++++ Document text

With the development of complex machinery, technology, and the discovery of fossil fuels for running that machinery, the modern world exploded in a series of industrial revolutions that have transformed not only human living in the world but has damaged the ecological framework of the Earth portending climate destruction and possible human extinction.

With the development of complex machinery, technology, and the discovery of fossil fuels for running that machinery, the modern world exploded in a series of industrial revolutions that have transformed not only human living in the world but has damaged the ecological framework of the Earth portending climate destruction and possible human extinction.

Human beings have long struggled with the immense question of who and what we are in relation to the surrounding cosmos. For more than 2500 years, since the famous Axial Period in human history, we have asked the question about a divine dimension, a possible ultimate reality, and our relation to this dimension. The question of humanism arises within this context. Some thinkers, like Plato, looked to another “intelligible” world, while others, like his pupil Aristotle, emphasized this world and a much more “humanist” approach.

With the rise of early-modern science in 17th century Europe, another new cosmology entered civilization. Sir Isaac Newton and others systematized the findings of early modern scientists such as Galileo and Kepler. The world was now seen as a physical mechanism, with all things reducible to their atomistic elements, and governed by deterministic laws operating according to an efficient causality allowing no room for purpose, teleological direction, or development. Everything was comprehensible in terms of “atomism, mechanism, and determinism” (Harris 2000, Chap. 2).

About the same time capitalism began to emerge with the assumption that this system of human economic exchange constituted a discovery of the proper functioning of human economic relations. Capitalism assumed a universal egoistic self-interest within each person or corporation toward pursuing private profit in competition with other persons and businesses. Capitalism also assumed that the economic laws of investment, actualized through various forms of production of goods and services and their returns on investment with increase in private wealth, was the “natural” and only objectively confirmable form of human economic relationships.

During this same period of early-modern deterministic cosmology, the modern sovereign nation-state was born. At the Peace of Westphalia in 1648 at the conclusion of the 30-Years War in Europe, a system of territorially bound nation-states was defined in which governments possessed exclusive sovereign authority over their internal affairs and sovereign independence in relation to one another externally. Like capitalism, this form of governance by dividing the world into atomistic, absolute territories with external relations revolving around economic competition and backed by political and military power, became an unquestioned assumption of the modern era that has persisted to this day.

++++++++
++++ Information provided

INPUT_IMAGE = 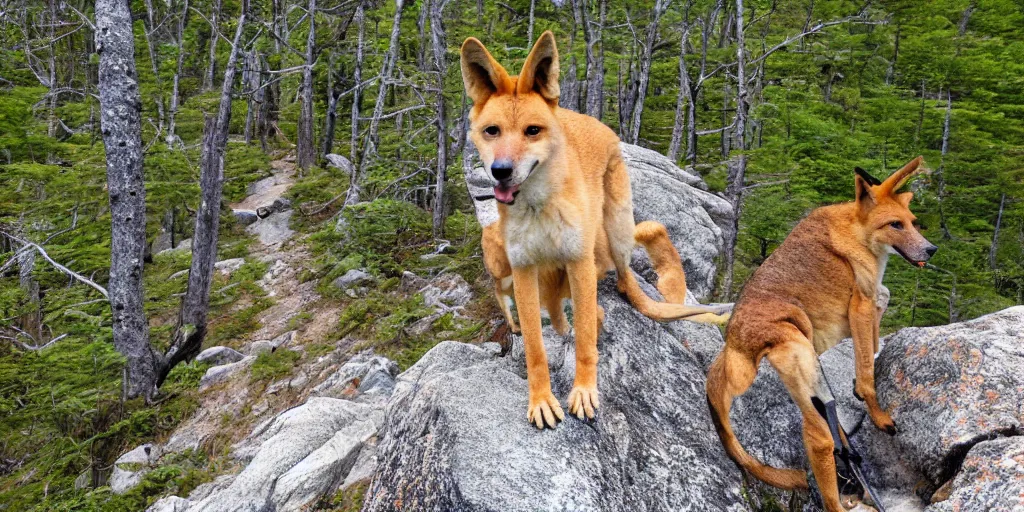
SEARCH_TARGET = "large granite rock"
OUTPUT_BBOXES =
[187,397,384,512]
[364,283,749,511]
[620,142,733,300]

++++++++
++++ Information provided

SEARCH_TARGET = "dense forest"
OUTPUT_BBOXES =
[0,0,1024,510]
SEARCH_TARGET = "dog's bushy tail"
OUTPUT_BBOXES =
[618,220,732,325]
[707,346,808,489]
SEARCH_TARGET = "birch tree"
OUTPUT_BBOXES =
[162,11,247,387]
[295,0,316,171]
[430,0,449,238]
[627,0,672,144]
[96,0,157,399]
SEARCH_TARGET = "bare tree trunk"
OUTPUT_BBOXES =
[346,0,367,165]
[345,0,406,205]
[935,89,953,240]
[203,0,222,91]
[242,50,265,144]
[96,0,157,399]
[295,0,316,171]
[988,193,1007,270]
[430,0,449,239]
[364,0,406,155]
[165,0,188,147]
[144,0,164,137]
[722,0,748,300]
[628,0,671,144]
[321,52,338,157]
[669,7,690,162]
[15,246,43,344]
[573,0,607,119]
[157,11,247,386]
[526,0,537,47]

++++++++
++++ Information provided

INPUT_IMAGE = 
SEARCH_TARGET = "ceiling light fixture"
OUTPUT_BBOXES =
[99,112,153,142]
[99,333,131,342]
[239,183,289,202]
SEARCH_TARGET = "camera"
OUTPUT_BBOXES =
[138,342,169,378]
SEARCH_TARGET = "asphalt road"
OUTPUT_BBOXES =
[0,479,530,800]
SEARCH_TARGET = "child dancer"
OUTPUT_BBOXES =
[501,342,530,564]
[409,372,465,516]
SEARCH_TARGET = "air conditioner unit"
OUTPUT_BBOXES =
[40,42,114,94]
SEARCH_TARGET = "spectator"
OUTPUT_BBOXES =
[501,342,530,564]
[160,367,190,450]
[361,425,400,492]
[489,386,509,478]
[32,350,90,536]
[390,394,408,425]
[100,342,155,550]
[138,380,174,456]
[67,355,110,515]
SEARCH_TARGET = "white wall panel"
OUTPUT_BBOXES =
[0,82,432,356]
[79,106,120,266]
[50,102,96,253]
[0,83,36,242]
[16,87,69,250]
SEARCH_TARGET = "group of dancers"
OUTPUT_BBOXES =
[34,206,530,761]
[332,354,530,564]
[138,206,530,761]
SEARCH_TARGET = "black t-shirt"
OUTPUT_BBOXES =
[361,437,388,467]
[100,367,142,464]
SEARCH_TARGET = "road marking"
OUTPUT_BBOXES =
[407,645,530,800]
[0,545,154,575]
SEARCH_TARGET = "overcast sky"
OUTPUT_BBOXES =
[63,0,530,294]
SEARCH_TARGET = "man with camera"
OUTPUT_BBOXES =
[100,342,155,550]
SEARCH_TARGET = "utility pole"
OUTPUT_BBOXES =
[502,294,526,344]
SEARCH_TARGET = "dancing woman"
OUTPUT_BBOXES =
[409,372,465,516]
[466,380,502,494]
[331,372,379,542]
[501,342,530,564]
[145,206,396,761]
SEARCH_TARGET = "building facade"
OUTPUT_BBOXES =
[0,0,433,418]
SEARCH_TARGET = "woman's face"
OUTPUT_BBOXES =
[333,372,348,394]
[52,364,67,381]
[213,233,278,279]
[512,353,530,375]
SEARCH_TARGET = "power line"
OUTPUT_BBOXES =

++++++++

Jobs:
1. Count the lines in the records that contain the word "camera". Reply with the number only.
2. Pick up the passage on humanism and the modern worldview after its last sentence and continue it.

Responses for each task:
1. 2

2.
With the development of complex machinery, technology, and the discovery of fossil fuels for running that machinery, the modern world exploded in a series of industrial revolutions that have transformed not only human living in the world but has damaged the ecological framework of the Earth portending climate destruction and possible human extinction (Wallace-Wells 2019). Today, human beings face a very difficult situation in which the entire fossil-fuel economy is wrecking our planetary ecosystem.

Extreme wealth and extreme poverty, along with environmental destruction, the hallmarks of capitalism, gave rise to the economic analyses of Karl Marx and his “materialist humanism” exposing the hidden dynamics of this system with its inevitable deleterious human and environmental consequences. Capitalism, as a product of the Newtonian world view, is inherently atheistic since it assumes an economic determinism predicated on mistaken psychological assumptions about the egoistic structure of human nature (e.g., Kovel 2007).

Marxist humanism has features in common with “secular humanism” that continue, along with Marxism, as a major movement in today’s world (see Fromm 1992). Both reject any talk of the “supernatural” as not only counterproductive but meaningless. We must concentrate on human well-being by taking responsibility for our own economic and social development directed to the common good and the welfare of all. Integral Humanism, by contrast, embraces this responsibility within a larger framework that does not exclude the rootedness of human existence within its planetary and cosmic contexts.

This has become necessary since the work of Max Plank in 1900 and of Albert Einstein in 1905 and the vast paradigm-shift that has taken place in scientific cosmology and in our understanding of the universe. Revolutions in natural science since the early 20th century (as manifested in both quantum and relativity physics, see Capra 1996) contradicted early modern cosmology and have introduced an entirely new conceptual paradigm that is making the traditional distinction between the natural (physical) world and a hypothetical “supernatural” realm untenable.

The physical world is not made of some substance called “matter” that is opposed to another possible substance called “mind” or “spirit” as Rene Descartes posited in his Meditations (first published in 1641 at the beginning of the early-modern era). The reality of the natural world is that consciousness, with many modes and levels, is inherent within the cosmos from the very beginning. Consciousness emerges in our cosmos along with the complexification of living systems (Harris 1993, 57). Human beings are thereby understood to be directly connected to the holistic foundations of the cosmos.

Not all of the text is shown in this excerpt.